REQUEST 1:
According to the opinion below, on what date was the respondent admitted to practice law in the State of New York?

In re Jones

OPINION OF THE COURT

Per Curiam.

Respondent Janeen S. Jones was admitted to practice law in the State of New York by the Second Judicial Department on July 25, 2001 under the name Janeen Sykie Jones. At all times relevant to this proceeding, respondent maintained an office within the First Judicial Department.

The Departmental Disciplinary Committee now seeks an order pursuant to 22 NYCRR 603.4 (e) (1) (i) immediately suspending respondent from the practice of law based upon her failure to cooperate with the Committee’s investigation of allegations of professional misconduct against her.

In August 2008, Ms. Gray-Nelson filed a complaint with the Committee against respondent in connection with an investment her husband made in a company for which respondent was counsel in June 2007. Since June 2008, Gray-Nelson has been unable to contact respondent despite repeated efforts at writing her at her office and home, discovering that the addresses that respondent gave were invalid. Additionally, Gray-Nelson alleges that most of the representations with respect to the investment appear to be false and that the funds invested have never been returned.

In April 2009, a second complaint was filed against respondent by Ms. Jordan. Jordan alleges that in 2006, respondent *3obtained Jordan’s personal information to assist her in receiving a business loan, but that she used the information to fill out a lease application on an apartment and forge Jordan’s signature as cosignee.

(A run of records)
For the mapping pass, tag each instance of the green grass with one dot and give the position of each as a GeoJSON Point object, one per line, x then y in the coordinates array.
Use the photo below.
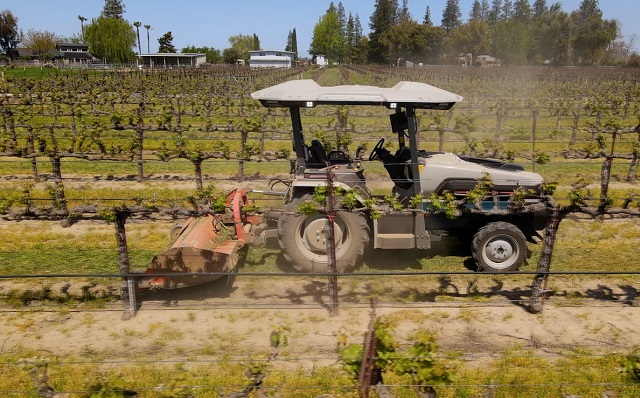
{"type": "Point", "coordinates": [516, 374]}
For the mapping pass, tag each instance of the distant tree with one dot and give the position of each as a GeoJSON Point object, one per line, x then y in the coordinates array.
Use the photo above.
{"type": "Point", "coordinates": [138, 25]}
{"type": "Point", "coordinates": [495, 12]}
{"type": "Point", "coordinates": [522, 11]}
{"type": "Point", "coordinates": [213, 55]}
{"type": "Point", "coordinates": [472, 38]}
{"type": "Point", "coordinates": [165, 43]}
{"type": "Point", "coordinates": [403, 13]}
{"type": "Point", "coordinates": [384, 17]}
{"type": "Point", "coordinates": [427, 17]}
{"type": "Point", "coordinates": [111, 39]}
{"type": "Point", "coordinates": [242, 44]}
{"type": "Point", "coordinates": [113, 9]}
{"type": "Point", "coordinates": [292, 43]}
{"type": "Point", "coordinates": [148, 27]}
{"type": "Point", "coordinates": [540, 9]}
{"type": "Point", "coordinates": [507, 9]}
{"type": "Point", "coordinates": [41, 42]}
{"type": "Point", "coordinates": [556, 36]}
{"type": "Point", "coordinates": [82, 21]}
{"type": "Point", "coordinates": [451, 16]}
{"type": "Point", "coordinates": [360, 43]}
{"type": "Point", "coordinates": [476, 11]}
{"type": "Point", "coordinates": [510, 41]}
{"type": "Point", "coordinates": [484, 9]}
{"type": "Point", "coordinates": [9, 35]}
{"type": "Point", "coordinates": [327, 36]}
{"type": "Point", "coordinates": [415, 42]}
{"type": "Point", "coordinates": [231, 55]}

REQUEST 2:
Resize the entries by rewriting every line from the one that contains "For the mapping pass, tag each instance of the distant" through the end of the entries, requests included, with each point coordinate in the answers multiplied by 2.25 and rounded to a whole number, halves up. Return only those lines.

CORRECT RESPONSE 1:
July 25, 2001.

CORRECT RESPONSE 2:
For the mapping pass, tag each instance of the distant tree with one dot and give the position of each as a GeoJSON Point object, one per line, x then y in the coordinates array.
Use the photo above.
{"type": "Point", "coordinates": [311, 56]}
{"type": "Point", "coordinates": [1114, 27]}
{"type": "Point", "coordinates": [1175, 25]}
{"type": "Point", "coordinates": [479, 124]}
{"type": "Point", "coordinates": [1062, 86]}
{"type": "Point", "coordinates": [371, 97]}
{"type": "Point", "coordinates": [907, 29]}
{"type": "Point", "coordinates": [864, 38]}
{"type": "Point", "coordinates": [961, 38]}
{"type": "Point", "coordinates": [250, 88]}
{"type": "Point", "coordinates": [545, 99]}
{"type": "Point", "coordinates": [254, 20]}
{"type": "Point", "coordinates": [657, 97]}
{"type": "Point", "coordinates": [333, 61]}
{"type": "Point", "coordinates": [1215, 20]}
{"type": "Point", "coordinates": [1141, 20]}
{"type": "Point", "coordinates": [92, 95]}
{"type": "Point", "coordinates": [1251, 81]}
{"type": "Point", "coordinates": [185, 47]}
{"type": "Point", "coordinates": [1015, 36]}
{"type": "Point", "coordinates": [810, 97]}
{"type": "Point", "coordinates": [1071, 25]}
{"type": "Point", "coordinates": [1148, 92]}
{"type": "Point", "coordinates": [1089, 20]}
{"type": "Point", "coordinates": [20, 79]}
{"type": "Point", "coordinates": [736, 81]}
{"type": "Point", "coordinates": [934, 95]}
{"type": "Point", "coordinates": [520, 124]}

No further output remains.